## Task to carry out:
Copy the passage on investing in Vietnam from "As a first step" to "out in Vietnam.", substituting "registration office" for "licensing authority".

## Document excerpt:
────────────────────────────────────────

The fact that a high percentage of the population lives in the countryside (68% VS 44% in China) keeps production and labor costs low. Moreover, from a geographical perspective, Vietnam surely benefits from being the closest neighboring country of China, the world’s largest manufacturer. Indeed, as wages of low-skill employees are rising in China, Vietnam becomes the natural substitute country for companies seeking lower-cost production sites while simultaneously securing proximity to China’s advanced logistical infrastructure.

The relatively young population of Vietnam is also contributing to maintain this positive momentum. In contrast to China, where the median age is 36 years, Vietnam shows an impressive average age of 31 years.

Business practice

The government’s initiative to further develop the country as an attractive investment hub also turned out to be successful, with foreign companies feeling more confident to set up operations in Vietnam. Reforms have resulted in partial privatization of state-owned enterprises, liberalization of the trade regime, and increased recognition of private property rights.

In essence, a gradual integration into the global trade and investment scene allowed Vietnam to transform itself over the years into a more market-oriented economy.

That said, the bureaucratic nature of Vietnam’s economy, constantly changing laws, corruption at different levels of the government, and an immature financial sector might be sources of initial hardship for entrepreneurs and corporations. These factors surely make a trusted local business partner a valuable asset to count on when entering the Vietnamese market.

Import & Export

Since Vietnam became a member of the World Trade Organization (WTO) in 2007, the country has benefited from fewer restrictions and lower tariffs in export markets. In 2016, exports rose by 8.6% to USD 176 billion. The export increase was mainly caused by the rise of demand for mobile phone units and parts as well as other electronics, computers and IT components.

Vietnam’s impressive growth of exports is largely driven by Foreign Direct Investments. Indeed, the FDI sector accounted for 71% of Vietnam’s total exports and nearly 100% of the exported phones, electronics and components. Moreover, a considerable part of the imported capital goods is composed of machinery, equipment, parts, and electronics that are assembled, then later on exported to other countries.

Improved and facilitated access to cheaper raw materials and intermediate inputs, due to a drop of import tariffs as a result of their WTO membership, allowed Vietnamese manufacturers to open their doors to the rest of the world.

In February 2016, Vietnam, together with 11 other nations sharing borders with the Pacific Ocean, signed the Trans-Pacific Partnership (TPP), a treaty aimed at promoting economic growth, enhancing living standards, sustaining the creation and retention of jobs, enhancing labor protection, and promoting transparency within member nations. The future of the partnership is still uncertain as of January 2017. American President Donald Trump signed a presidential memorandum to withdraw the United States from the TPP. However, analysts maintain that Vietnam will surely be one of the major beneficiaries of TPP implementation.

Incorporation of an Invested Company in Vietnam

According to the local Investment Law and Enterprise Law, there are 3 key steps to undertake to establish a foreign invested company in Vietnam.

Step 1: Application for an Investment Registration Certificate (“IRC”)

As a first step to successfully register a foreign invested company in Vietnam, the applicant necessarily has to obtain an IRC. To receive this certificate, the foreign investor has to submit to the licensing authority an application dossier explaining the proposed investment project/business activities to be carried out in Vietnam.

The approval for the IRC is discretionary, and statutorily provided after 15 days from the date of submission of the application. However, in practice, the licensing process may take longer. In particular, should the authorities have concerns regarding the proposed business activity, a few rounds of information exchange might be necessary.

────────────────────────────────────────

(Records excerpted from a collection)
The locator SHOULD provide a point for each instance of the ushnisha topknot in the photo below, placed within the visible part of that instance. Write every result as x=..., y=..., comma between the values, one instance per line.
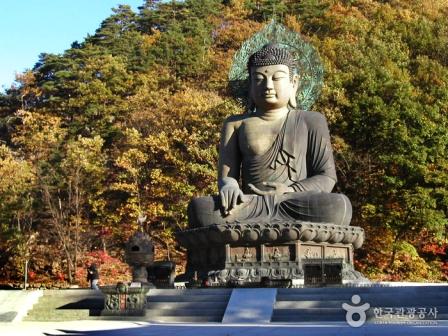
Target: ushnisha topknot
x=272, y=54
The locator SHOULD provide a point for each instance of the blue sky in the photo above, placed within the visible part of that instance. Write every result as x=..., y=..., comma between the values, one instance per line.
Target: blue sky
x=30, y=27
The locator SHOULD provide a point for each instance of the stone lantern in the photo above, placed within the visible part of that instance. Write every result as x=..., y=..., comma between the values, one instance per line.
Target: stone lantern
x=139, y=255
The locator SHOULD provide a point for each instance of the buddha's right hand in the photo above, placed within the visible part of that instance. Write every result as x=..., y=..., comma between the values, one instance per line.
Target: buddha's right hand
x=230, y=195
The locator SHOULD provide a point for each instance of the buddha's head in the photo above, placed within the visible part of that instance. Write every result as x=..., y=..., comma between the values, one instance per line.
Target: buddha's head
x=273, y=79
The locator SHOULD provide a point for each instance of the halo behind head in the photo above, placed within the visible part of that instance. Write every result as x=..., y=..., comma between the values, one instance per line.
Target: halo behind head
x=272, y=54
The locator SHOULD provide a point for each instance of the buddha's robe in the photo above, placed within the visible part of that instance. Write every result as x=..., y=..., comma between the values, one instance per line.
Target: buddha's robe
x=300, y=157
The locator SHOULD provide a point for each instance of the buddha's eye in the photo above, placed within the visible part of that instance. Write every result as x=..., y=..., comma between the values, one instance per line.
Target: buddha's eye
x=278, y=77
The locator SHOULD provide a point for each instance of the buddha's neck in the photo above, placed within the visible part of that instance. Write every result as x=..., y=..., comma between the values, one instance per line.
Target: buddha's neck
x=274, y=114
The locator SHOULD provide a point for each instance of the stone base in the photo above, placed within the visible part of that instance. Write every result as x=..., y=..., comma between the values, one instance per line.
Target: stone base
x=250, y=253
x=122, y=300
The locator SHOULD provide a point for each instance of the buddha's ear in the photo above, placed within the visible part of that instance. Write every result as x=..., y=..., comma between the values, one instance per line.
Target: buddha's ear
x=295, y=86
x=250, y=101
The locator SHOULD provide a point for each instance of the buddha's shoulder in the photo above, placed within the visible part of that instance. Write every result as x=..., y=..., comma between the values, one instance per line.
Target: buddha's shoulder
x=314, y=119
x=238, y=119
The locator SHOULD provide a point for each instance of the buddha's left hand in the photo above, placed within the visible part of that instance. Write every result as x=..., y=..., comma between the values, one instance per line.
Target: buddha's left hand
x=276, y=189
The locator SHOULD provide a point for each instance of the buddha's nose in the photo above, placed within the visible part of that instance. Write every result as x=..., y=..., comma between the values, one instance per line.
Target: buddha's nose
x=269, y=83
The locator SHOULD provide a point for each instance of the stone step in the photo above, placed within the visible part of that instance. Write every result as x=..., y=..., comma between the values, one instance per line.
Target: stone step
x=185, y=312
x=187, y=305
x=190, y=291
x=364, y=296
x=442, y=311
x=328, y=290
x=55, y=303
x=184, y=319
x=373, y=303
x=58, y=315
x=188, y=298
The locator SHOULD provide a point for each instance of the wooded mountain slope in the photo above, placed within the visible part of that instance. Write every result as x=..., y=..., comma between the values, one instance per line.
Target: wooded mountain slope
x=127, y=122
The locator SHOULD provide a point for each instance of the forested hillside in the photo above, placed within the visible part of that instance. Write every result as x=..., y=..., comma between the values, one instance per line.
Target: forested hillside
x=127, y=121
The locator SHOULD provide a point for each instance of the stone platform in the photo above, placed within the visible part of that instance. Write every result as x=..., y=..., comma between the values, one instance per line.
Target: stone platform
x=245, y=253
x=388, y=304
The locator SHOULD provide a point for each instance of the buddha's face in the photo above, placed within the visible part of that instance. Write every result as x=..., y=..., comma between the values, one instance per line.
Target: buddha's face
x=271, y=86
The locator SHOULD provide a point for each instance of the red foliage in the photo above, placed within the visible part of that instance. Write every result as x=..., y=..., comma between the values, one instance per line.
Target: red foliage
x=31, y=275
x=434, y=248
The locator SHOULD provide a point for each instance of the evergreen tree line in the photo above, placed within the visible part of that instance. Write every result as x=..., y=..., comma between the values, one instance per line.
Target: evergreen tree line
x=126, y=122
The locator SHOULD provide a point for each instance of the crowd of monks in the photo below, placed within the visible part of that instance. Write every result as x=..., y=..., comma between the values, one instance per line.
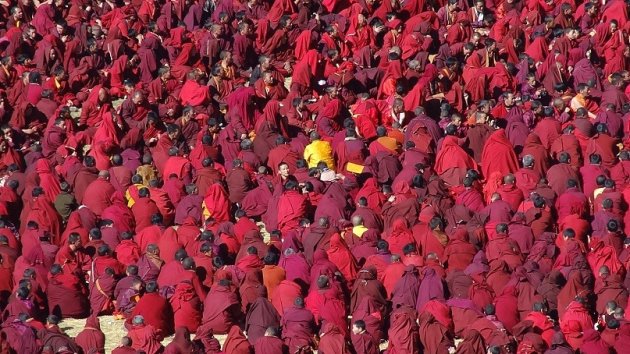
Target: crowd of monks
x=301, y=176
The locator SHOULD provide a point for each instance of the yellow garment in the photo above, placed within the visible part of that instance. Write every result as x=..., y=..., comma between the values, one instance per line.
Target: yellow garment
x=130, y=200
x=147, y=172
x=359, y=230
x=319, y=150
x=597, y=192
x=388, y=143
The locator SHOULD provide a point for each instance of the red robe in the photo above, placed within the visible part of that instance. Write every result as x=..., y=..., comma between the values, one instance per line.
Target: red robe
x=157, y=312
x=498, y=155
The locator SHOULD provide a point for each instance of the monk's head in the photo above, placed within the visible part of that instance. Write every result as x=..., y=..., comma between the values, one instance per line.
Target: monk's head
x=322, y=282
x=358, y=327
x=125, y=342
x=138, y=320
x=568, y=234
x=264, y=62
x=245, y=28
x=572, y=33
x=604, y=272
x=173, y=131
x=153, y=249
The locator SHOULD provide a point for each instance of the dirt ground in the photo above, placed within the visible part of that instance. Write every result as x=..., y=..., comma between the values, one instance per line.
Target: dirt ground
x=113, y=329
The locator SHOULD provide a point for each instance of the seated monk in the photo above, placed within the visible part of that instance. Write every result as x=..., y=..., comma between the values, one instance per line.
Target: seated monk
x=160, y=93
x=127, y=296
x=127, y=252
x=186, y=307
x=150, y=264
x=582, y=100
x=146, y=213
x=144, y=337
x=268, y=88
x=102, y=293
x=67, y=295
x=103, y=260
x=134, y=110
x=93, y=109
x=55, y=338
x=91, y=338
x=221, y=308
x=72, y=257
x=155, y=310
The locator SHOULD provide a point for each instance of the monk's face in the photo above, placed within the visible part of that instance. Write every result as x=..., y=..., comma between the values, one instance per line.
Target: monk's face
x=284, y=171
x=613, y=27
x=97, y=32
x=509, y=100
x=361, y=19
x=31, y=34
x=265, y=64
x=268, y=79
x=138, y=99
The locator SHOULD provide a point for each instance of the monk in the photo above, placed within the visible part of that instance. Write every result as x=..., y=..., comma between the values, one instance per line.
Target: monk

────────────────────────────────────────

## Completed task:
As a first step to successfully register a foreign invested company in Vietnam, the applicant necessarily has to obtain an IRC. To receive this certificate, the foreign investor has to submit to the registration office an application dossier explaining the proposed investment project/business activities to be carried out in Vietnam.